== PROMPT ==
Only one stretch of the data below is wanted: the lines from the one with "Phrase: white stone church" through the one with "like [415, 330].", repeated exactly.

== Entries taken from a collection ==
-- Opening Marker --

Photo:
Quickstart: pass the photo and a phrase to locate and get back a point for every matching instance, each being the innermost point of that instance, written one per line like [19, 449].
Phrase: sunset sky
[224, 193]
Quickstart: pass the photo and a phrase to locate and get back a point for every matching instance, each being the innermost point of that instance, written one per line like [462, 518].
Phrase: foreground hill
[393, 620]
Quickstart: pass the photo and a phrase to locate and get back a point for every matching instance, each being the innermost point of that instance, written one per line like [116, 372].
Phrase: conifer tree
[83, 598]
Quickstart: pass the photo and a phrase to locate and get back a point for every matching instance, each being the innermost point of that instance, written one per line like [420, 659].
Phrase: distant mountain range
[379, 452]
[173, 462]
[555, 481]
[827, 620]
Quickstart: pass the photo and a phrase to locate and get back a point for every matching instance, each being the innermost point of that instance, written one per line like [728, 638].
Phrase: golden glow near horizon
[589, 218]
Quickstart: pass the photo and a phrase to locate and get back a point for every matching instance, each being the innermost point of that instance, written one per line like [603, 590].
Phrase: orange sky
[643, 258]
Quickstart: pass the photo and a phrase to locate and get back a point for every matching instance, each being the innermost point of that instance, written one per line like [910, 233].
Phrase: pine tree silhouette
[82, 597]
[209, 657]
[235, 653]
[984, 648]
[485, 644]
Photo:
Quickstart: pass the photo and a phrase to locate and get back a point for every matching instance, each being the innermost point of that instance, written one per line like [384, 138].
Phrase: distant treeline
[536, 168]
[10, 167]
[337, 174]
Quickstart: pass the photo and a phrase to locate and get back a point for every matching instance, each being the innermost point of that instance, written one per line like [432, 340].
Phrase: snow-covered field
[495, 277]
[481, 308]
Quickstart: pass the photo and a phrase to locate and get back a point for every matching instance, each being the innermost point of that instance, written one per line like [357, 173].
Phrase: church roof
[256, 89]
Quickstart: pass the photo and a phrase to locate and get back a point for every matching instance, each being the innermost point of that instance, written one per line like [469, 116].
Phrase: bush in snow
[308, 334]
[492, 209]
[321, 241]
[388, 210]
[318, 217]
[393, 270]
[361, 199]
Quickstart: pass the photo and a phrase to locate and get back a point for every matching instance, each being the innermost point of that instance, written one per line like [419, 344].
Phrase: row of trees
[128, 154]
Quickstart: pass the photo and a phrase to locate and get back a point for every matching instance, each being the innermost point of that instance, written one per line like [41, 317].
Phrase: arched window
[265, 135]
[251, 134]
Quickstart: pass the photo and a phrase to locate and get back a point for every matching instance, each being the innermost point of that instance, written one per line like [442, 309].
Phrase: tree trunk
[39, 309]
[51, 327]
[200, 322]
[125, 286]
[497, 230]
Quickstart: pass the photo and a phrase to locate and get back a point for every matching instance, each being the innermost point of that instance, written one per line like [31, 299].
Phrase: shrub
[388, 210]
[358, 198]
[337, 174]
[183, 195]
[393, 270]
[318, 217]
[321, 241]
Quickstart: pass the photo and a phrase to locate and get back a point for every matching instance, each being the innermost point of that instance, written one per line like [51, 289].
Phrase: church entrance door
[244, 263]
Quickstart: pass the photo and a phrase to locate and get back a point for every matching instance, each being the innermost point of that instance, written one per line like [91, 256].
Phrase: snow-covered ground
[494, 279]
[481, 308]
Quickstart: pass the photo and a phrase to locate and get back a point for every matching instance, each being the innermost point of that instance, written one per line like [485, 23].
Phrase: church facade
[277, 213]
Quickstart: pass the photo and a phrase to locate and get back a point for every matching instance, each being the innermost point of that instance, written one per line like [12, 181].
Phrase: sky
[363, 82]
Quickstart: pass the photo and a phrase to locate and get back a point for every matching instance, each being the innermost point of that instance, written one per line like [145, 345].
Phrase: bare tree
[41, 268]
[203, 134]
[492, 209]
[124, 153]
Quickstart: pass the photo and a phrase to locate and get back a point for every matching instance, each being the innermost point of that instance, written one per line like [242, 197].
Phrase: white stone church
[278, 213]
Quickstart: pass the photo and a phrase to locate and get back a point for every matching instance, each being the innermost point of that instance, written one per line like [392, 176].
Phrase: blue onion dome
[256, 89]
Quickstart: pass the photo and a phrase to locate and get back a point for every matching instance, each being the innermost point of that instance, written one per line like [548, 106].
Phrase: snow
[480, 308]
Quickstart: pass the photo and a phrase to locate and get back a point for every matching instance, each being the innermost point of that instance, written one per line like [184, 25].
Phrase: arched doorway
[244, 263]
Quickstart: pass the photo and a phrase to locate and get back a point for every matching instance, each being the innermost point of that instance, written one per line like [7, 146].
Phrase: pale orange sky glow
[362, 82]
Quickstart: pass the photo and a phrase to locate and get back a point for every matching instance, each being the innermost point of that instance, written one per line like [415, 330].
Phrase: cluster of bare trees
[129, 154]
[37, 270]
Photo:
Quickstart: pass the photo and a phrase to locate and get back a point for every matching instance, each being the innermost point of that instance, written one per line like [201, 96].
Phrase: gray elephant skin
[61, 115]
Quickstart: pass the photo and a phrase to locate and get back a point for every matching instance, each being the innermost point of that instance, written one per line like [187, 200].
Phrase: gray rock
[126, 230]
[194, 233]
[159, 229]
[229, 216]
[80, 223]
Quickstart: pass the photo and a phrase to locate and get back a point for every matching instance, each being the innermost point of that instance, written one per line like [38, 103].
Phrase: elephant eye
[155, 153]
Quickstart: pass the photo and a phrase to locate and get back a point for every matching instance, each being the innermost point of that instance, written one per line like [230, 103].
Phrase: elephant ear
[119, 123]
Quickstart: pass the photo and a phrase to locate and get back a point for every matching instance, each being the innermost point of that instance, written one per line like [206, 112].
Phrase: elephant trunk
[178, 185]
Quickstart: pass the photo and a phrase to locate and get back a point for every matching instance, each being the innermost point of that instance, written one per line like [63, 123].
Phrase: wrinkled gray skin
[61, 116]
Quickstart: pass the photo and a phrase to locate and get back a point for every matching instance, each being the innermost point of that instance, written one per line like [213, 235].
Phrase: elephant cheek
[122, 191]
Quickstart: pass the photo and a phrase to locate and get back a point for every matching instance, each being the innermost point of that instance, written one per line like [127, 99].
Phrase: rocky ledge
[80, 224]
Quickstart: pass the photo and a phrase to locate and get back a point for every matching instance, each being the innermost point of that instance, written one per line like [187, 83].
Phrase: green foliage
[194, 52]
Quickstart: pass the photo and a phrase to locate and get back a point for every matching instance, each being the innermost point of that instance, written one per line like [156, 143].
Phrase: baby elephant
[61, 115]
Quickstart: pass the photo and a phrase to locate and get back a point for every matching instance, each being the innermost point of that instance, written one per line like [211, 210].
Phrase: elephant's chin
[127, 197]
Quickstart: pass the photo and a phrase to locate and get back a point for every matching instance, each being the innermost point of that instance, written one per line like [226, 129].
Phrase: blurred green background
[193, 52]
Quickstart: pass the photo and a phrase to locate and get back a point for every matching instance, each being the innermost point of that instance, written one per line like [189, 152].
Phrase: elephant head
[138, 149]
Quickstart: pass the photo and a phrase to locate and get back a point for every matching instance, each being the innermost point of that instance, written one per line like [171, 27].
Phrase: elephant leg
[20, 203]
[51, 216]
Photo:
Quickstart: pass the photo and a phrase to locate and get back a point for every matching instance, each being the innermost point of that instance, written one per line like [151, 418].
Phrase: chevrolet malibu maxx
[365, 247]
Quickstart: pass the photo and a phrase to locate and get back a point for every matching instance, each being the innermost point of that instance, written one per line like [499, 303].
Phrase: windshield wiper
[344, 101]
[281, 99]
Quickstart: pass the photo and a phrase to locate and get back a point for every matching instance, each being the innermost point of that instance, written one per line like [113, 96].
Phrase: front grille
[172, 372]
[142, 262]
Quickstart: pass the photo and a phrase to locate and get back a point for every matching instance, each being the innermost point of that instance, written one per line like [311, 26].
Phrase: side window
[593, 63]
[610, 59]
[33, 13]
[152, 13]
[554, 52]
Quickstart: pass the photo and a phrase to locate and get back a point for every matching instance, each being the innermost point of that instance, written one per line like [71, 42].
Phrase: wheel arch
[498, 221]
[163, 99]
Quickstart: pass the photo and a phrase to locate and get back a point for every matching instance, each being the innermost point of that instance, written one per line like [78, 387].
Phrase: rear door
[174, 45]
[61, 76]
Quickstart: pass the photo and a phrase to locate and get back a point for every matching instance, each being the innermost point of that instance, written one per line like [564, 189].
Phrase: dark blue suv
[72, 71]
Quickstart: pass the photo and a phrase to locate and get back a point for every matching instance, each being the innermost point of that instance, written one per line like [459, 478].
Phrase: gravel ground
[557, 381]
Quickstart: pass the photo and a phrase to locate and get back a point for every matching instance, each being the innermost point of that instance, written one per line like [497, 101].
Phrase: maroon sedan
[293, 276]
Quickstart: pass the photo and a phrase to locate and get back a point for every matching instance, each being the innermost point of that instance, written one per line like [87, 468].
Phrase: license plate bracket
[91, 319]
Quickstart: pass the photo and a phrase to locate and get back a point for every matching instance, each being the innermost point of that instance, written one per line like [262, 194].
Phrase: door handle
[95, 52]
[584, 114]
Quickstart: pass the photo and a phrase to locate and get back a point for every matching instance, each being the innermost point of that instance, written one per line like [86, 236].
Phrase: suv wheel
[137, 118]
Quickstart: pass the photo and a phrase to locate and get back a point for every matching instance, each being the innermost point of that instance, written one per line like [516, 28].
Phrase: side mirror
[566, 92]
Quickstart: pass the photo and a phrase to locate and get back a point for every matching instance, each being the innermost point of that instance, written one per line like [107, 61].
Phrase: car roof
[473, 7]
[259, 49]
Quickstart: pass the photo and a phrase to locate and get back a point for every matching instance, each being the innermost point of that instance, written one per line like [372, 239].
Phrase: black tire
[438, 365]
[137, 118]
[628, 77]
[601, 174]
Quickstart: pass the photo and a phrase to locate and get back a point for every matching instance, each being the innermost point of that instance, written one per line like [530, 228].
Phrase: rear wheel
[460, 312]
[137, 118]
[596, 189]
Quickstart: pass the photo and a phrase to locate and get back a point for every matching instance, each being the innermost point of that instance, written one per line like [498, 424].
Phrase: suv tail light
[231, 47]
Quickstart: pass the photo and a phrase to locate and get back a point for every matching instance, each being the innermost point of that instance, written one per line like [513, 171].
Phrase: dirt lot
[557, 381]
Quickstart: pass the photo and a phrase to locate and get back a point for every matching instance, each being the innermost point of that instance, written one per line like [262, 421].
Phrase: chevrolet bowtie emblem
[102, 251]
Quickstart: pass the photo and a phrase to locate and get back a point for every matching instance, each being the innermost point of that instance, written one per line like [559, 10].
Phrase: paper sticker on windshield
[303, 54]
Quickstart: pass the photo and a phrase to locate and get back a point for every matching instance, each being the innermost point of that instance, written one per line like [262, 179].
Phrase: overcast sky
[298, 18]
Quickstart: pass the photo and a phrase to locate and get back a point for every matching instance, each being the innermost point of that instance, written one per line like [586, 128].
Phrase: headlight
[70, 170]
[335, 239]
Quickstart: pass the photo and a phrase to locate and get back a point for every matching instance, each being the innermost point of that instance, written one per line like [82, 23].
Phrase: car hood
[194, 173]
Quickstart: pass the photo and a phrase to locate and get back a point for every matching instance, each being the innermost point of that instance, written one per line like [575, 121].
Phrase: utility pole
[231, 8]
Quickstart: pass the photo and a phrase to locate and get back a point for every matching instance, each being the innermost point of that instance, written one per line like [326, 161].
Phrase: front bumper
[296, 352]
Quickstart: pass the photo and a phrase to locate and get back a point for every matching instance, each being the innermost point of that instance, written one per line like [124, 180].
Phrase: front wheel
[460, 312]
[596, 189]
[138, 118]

-- Closing Marker --

== ANSWER FOR THIS EXERCISE ==
Phrase: white stone church
[278, 213]
Quickstart: pass the photo and a phrase to locate and get back a point for every matching instance, each being the innermost point of that instance, written one per line like [392, 176].
Phrase: blue onion dome
[256, 89]
Quickstart: pass the photo and a phrase to locate and get back a point for every matching instance, each being the innermost point of that instance, written one per line like [548, 106].
Phrase: snow
[480, 308]
Quickstart: pass the photo and a phrase to locate and get back a point for every matching instance, each being the innermost point of that instance, written one per line like [184, 25].
Phrase: arched doorway
[244, 263]
Quickstart: pass the photo and a phrase to locate and get back a point for every matching instance, each being the innermost point of that instance, written one per line like [7, 146].
Phrase: pale orange sky glow
[362, 82]
Quickstart: pass the photo and a phrase to locate and get back a point for every matching instance, each being the innermost point of that instance, written one per line like [415, 330].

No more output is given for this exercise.